┏━━

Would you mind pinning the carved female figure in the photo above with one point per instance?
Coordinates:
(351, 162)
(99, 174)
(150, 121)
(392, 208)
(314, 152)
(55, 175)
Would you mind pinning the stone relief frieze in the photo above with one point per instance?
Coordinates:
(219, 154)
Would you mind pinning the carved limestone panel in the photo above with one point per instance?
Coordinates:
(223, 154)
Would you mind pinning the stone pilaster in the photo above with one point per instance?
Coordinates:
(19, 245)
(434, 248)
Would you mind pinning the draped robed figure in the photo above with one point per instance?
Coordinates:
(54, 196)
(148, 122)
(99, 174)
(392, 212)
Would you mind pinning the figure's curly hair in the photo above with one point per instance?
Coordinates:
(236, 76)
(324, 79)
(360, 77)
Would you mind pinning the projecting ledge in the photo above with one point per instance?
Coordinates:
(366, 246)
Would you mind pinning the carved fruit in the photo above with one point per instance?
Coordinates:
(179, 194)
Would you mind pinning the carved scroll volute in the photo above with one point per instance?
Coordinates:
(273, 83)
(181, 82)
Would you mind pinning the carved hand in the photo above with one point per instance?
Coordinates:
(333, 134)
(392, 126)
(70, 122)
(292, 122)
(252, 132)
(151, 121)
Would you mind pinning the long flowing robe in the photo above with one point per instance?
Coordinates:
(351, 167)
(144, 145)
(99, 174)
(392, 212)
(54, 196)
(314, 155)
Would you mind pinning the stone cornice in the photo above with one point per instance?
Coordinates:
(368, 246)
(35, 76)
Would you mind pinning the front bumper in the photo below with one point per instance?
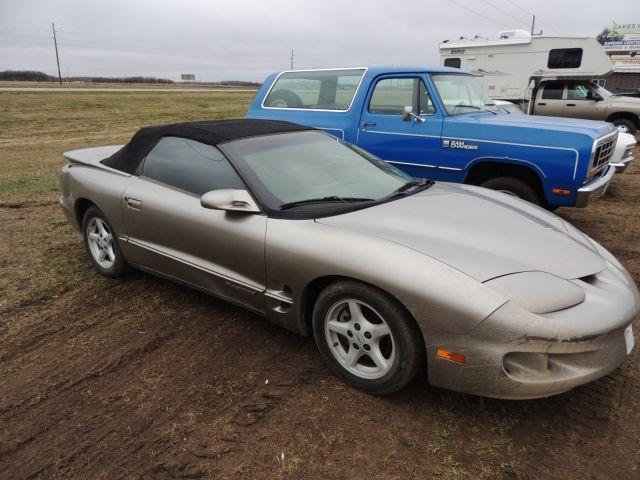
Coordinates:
(514, 354)
(622, 165)
(595, 189)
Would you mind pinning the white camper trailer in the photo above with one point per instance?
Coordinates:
(515, 62)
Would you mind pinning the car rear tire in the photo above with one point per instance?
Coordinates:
(101, 243)
(515, 187)
(625, 126)
(367, 338)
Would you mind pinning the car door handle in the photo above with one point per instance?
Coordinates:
(133, 203)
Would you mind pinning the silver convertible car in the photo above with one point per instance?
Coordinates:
(390, 274)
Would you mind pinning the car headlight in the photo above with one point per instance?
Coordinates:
(538, 292)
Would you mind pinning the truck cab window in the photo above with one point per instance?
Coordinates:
(453, 62)
(577, 91)
(553, 91)
(315, 89)
(391, 95)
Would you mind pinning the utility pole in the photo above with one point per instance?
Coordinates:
(55, 44)
(533, 25)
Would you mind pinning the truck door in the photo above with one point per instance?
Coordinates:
(412, 144)
(549, 100)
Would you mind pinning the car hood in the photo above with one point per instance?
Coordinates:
(483, 233)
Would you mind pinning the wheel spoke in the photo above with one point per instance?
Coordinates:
(355, 311)
(379, 330)
(376, 355)
(352, 357)
(339, 327)
(101, 227)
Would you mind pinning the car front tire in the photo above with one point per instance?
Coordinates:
(367, 338)
(101, 243)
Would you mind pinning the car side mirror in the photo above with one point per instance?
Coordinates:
(230, 201)
(408, 115)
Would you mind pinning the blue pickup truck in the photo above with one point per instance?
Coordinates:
(438, 123)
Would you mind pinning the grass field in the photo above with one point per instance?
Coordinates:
(141, 378)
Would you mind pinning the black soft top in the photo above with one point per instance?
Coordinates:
(128, 158)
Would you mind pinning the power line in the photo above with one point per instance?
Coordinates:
(478, 13)
(532, 14)
(519, 20)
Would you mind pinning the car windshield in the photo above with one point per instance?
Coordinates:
(311, 168)
(462, 93)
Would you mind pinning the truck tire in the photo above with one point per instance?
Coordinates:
(625, 126)
(514, 186)
(284, 99)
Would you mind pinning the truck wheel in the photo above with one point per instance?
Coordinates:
(625, 126)
(284, 99)
(513, 186)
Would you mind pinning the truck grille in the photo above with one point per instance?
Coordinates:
(602, 154)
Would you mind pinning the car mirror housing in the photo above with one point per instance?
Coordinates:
(229, 200)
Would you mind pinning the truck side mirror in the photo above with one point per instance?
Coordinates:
(406, 113)
(591, 95)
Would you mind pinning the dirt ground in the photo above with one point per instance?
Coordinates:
(141, 378)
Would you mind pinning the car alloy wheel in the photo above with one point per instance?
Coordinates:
(359, 339)
(100, 242)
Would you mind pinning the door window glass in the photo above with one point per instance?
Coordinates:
(190, 165)
(577, 91)
(553, 91)
(391, 95)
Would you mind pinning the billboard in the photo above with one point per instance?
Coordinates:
(621, 41)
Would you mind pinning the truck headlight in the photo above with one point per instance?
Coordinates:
(538, 292)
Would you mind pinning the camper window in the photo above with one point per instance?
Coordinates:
(565, 58)
(453, 62)
(553, 91)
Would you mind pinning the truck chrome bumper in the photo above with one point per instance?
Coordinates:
(622, 165)
(595, 189)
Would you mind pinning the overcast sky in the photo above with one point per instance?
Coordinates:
(245, 40)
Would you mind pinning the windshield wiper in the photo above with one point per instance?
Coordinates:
(406, 189)
(331, 198)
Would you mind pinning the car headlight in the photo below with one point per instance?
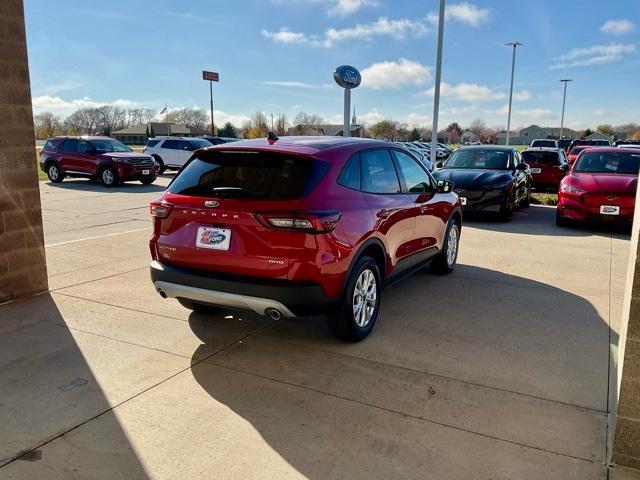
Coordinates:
(567, 188)
(498, 186)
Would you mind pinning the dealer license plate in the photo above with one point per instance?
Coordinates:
(215, 238)
(609, 210)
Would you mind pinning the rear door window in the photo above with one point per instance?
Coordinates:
(171, 144)
(251, 175)
(350, 175)
(415, 178)
(545, 158)
(69, 145)
(378, 172)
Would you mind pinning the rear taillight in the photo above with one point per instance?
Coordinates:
(312, 222)
(160, 209)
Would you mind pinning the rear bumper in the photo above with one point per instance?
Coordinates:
(291, 299)
(572, 210)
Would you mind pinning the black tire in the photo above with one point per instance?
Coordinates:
(54, 172)
(506, 212)
(159, 163)
(526, 202)
(108, 177)
(342, 321)
(442, 264)
(198, 307)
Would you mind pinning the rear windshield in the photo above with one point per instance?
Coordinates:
(594, 162)
(254, 175)
(544, 143)
(548, 158)
(49, 146)
(578, 149)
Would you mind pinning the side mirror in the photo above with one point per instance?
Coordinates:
(445, 186)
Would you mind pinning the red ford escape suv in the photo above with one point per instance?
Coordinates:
(301, 226)
(101, 158)
(601, 187)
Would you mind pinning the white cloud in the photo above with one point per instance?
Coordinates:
(617, 27)
(336, 7)
(524, 115)
(383, 27)
(290, 84)
(464, 12)
(469, 92)
(596, 55)
(394, 74)
(59, 106)
(414, 120)
(346, 7)
(284, 35)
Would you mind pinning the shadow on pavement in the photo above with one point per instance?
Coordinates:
(47, 390)
(540, 220)
(479, 327)
(93, 186)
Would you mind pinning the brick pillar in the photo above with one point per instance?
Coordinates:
(23, 268)
(626, 437)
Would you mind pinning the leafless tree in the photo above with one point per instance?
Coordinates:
(47, 125)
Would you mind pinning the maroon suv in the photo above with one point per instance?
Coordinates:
(301, 226)
(100, 158)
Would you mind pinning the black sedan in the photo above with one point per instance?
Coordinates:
(488, 179)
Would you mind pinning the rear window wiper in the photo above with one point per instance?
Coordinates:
(232, 191)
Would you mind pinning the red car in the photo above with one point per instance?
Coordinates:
(575, 151)
(600, 188)
(301, 226)
(100, 158)
(548, 167)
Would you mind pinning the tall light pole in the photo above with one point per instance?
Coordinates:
(436, 89)
(564, 98)
(513, 68)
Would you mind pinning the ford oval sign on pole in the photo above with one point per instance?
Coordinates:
(347, 77)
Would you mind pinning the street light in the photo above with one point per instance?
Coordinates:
(564, 98)
(436, 89)
(513, 66)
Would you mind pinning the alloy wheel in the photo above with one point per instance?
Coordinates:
(365, 296)
(452, 245)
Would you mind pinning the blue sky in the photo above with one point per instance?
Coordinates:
(278, 56)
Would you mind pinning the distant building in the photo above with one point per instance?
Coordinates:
(530, 133)
(137, 134)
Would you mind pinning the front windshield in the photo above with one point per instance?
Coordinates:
(200, 143)
(606, 162)
(109, 146)
(479, 159)
(544, 143)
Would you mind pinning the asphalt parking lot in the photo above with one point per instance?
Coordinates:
(500, 370)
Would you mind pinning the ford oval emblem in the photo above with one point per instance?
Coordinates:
(347, 76)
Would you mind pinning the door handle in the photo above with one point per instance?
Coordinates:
(384, 214)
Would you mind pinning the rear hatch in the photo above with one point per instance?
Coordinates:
(545, 166)
(234, 211)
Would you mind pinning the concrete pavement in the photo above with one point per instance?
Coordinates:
(499, 370)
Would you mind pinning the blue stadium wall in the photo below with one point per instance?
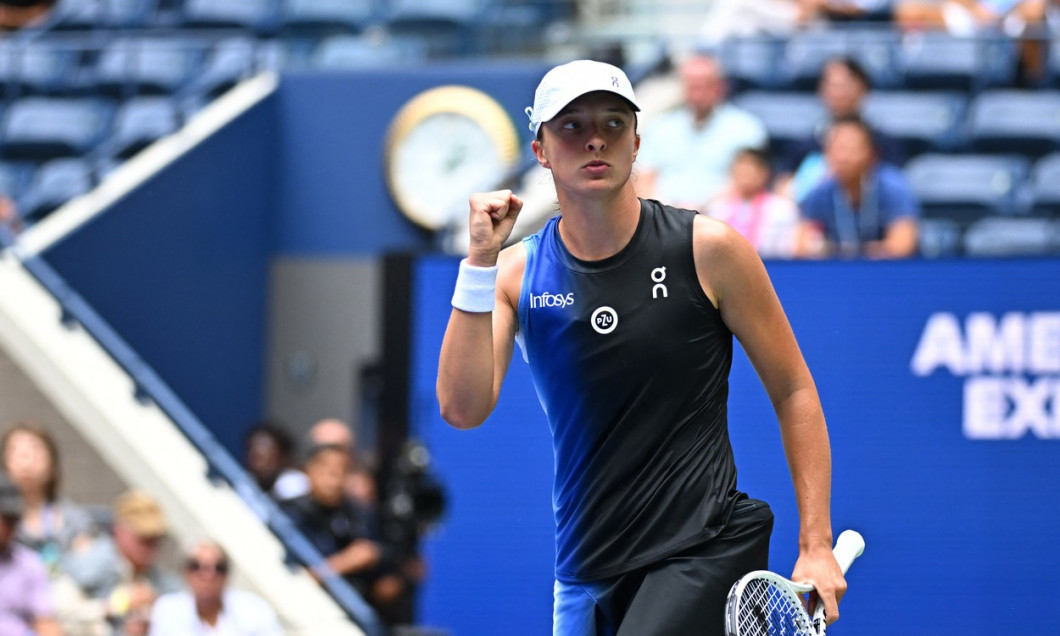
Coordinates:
(941, 386)
(180, 267)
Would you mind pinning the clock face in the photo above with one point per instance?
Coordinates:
(441, 161)
(443, 145)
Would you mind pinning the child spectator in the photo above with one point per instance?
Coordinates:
(767, 221)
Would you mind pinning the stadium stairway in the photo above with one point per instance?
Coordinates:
(139, 428)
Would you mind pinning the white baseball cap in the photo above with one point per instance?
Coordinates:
(566, 83)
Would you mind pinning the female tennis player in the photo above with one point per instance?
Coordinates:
(625, 311)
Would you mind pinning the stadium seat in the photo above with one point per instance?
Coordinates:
(966, 188)
(936, 60)
(1013, 121)
(447, 27)
(14, 178)
(1010, 236)
(40, 128)
(807, 51)
(229, 62)
(357, 52)
(54, 183)
(258, 16)
(922, 121)
(789, 118)
(323, 17)
(145, 65)
(939, 237)
(141, 121)
(95, 14)
(1043, 187)
(36, 68)
(751, 63)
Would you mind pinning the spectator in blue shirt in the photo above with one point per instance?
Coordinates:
(866, 208)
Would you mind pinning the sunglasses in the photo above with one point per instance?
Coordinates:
(196, 566)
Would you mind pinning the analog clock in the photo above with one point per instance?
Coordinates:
(442, 145)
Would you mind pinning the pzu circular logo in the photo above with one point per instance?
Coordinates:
(604, 320)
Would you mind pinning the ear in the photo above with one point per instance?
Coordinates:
(539, 152)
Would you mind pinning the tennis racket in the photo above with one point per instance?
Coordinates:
(763, 603)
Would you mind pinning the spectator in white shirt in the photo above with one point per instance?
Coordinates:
(209, 606)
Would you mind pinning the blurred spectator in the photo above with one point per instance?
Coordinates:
(359, 480)
(25, 603)
(767, 221)
(866, 208)
(852, 11)
(843, 89)
(209, 606)
(343, 530)
(969, 17)
(685, 159)
(50, 525)
(116, 578)
(11, 221)
(268, 460)
(1023, 20)
(739, 18)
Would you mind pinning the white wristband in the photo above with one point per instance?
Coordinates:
(476, 288)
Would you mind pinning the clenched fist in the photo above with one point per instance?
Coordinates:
(492, 217)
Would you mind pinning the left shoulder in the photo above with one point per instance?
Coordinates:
(722, 255)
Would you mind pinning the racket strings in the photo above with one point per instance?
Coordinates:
(769, 610)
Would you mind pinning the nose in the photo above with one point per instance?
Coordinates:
(595, 142)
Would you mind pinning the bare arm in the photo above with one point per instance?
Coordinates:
(735, 279)
(47, 626)
(477, 347)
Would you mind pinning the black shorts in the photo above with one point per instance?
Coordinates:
(678, 596)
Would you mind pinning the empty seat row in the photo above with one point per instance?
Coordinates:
(37, 191)
(921, 60)
(37, 129)
(271, 17)
(993, 121)
(126, 66)
(967, 187)
(990, 236)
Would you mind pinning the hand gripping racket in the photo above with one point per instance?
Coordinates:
(763, 603)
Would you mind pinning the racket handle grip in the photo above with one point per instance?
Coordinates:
(849, 546)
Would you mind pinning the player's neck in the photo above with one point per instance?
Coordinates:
(595, 229)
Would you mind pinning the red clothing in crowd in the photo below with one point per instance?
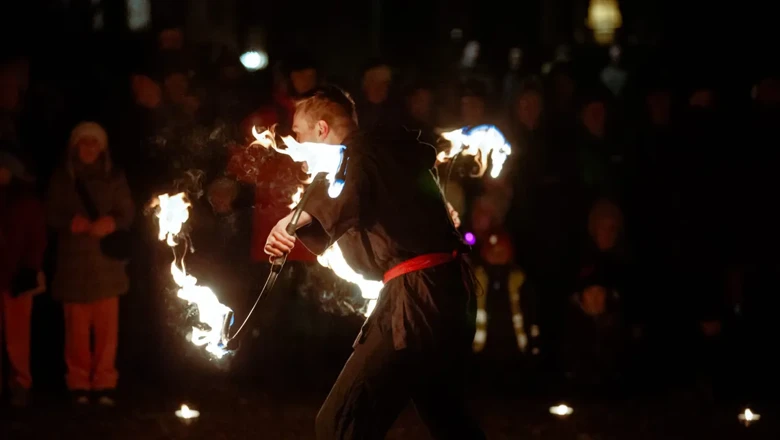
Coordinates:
(275, 177)
(22, 235)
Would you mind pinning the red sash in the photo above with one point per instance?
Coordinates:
(419, 263)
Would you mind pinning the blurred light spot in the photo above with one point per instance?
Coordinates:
(456, 34)
(561, 410)
(254, 60)
(139, 13)
(747, 417)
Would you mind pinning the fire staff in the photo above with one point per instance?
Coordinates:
(392, 224)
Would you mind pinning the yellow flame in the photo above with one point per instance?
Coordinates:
(186, 413)
(481, 142)
(322, 158)
(296, 197)
(172, 213)
(334, 259)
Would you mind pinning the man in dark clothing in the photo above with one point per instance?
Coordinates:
(392, 224)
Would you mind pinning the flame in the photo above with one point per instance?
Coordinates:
(323, 158)
(319, 158)
(185, 412)
(173, 212)
(333, 258)
(481, 141)
(296, 197)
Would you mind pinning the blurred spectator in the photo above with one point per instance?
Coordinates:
(375, 105)
(22, 245)
(87, 281)
(418, 113)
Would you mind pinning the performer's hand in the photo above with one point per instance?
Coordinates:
(453, 215)
(279, 241)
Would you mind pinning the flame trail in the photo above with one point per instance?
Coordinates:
(173, 212)
(482, 141)
(323, 158)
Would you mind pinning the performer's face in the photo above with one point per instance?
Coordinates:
(305, 129)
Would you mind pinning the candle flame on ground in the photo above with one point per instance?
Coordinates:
(482, 141)
(747, 417)
(186, 413)
(562, 410)
(172, 213)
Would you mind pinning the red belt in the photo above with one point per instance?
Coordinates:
(419, 263)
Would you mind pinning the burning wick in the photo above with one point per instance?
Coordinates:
(747, 417)
(480, 141)
(187, 414)
(561, 410)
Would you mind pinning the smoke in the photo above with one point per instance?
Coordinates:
(335, 295)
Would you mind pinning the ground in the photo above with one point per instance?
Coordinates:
(240, 412)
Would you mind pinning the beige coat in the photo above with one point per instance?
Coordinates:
(83, 274)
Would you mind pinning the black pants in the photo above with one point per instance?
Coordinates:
(378, 381)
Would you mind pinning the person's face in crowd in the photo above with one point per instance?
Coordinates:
(529, 109)
(5, 176)
(221, 199)
(659, 105)
(147, 93)
(420, 105)
(303, 80)
(89, 150)
(171, 39)
(472, 110)
(176, 87)
(594, 118)
(563, 88)
(606, 233)
(594, 300)
(376, 84)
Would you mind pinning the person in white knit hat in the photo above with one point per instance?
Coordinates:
(88, 281)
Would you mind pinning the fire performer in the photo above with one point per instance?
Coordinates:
(392, 224)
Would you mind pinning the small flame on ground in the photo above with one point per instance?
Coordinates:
(185, 412)
(747, 417)
(561, 410)
(333, 258)
(482, 141)
(173, 212)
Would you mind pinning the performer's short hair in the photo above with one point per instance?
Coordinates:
(330, 104)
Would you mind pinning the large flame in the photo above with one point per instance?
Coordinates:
(323, 158)
(319, 158)
(173, 212)
(334, 259)
(482, 141)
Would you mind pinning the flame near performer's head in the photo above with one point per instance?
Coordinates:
(482, 141)
(319, 158)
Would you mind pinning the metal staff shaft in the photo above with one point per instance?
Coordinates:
(277, 264)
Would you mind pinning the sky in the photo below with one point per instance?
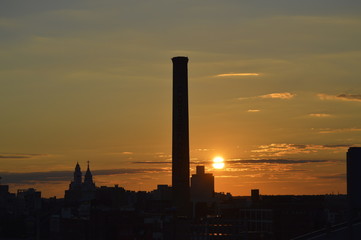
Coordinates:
(274, 88)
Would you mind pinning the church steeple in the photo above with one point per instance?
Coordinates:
(76, 183)
(88, 180)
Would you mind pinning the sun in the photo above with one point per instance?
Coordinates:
(218, 162)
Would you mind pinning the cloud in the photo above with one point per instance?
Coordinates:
(237, 74)
(340, 176)
(279, 161)
(20, 155)
(56, 176)
(281, 149)
(285, 95)
(320, 115)
(342, 97)
(151, 162)
(340, 130)
(127, 153)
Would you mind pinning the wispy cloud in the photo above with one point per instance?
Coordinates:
(284, 95)
(56, 176)
(20, 155)
(236, 74)
(127, 153)
(253, 110)
(339, 130)
(340, 176)
(277, 161)
(342, 97)
(282, 149)
(320, 115)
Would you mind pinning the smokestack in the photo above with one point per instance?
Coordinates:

┗━━

Please write out the items again, from the line containing "Would you mind pinning the church" through the end of the items, inclusive, with "pinning" changed to "marking" and nothing else altered.

■ **Solution to this problem**:
Would you mind marking the church steeple in the photo above with one point per instance?
Coordinates:
(76, 183)
(88, 180)
Would you mind marking the sun in the photo above with one point per instance?
Coordinates:
(218, 162)
Would you mind marking the cloud in the photo above with one point per instance?
Coordinates:
(237, 74)
(340, 176)
(279, 161)
(20, 155)
(56, 176)
(281, 149)
(285, 95)
(320, 115)
(342, 97)
(151, 162)
(340, 130)
(127, 153)
Would you mind marking the wispy cloud in the photo above with one point per instance?
Coordinates:
(284, 95)
(56, 176)
(20, 155)
(236, 74)
(127, 153)
(253, 110)
(339, 130)
(340, 176)
(277, 161)
(342, 97)
(282, 149)
(320, 115)
Would you mind marking the smokestack in the photo above with one point per instance?
Coordinates:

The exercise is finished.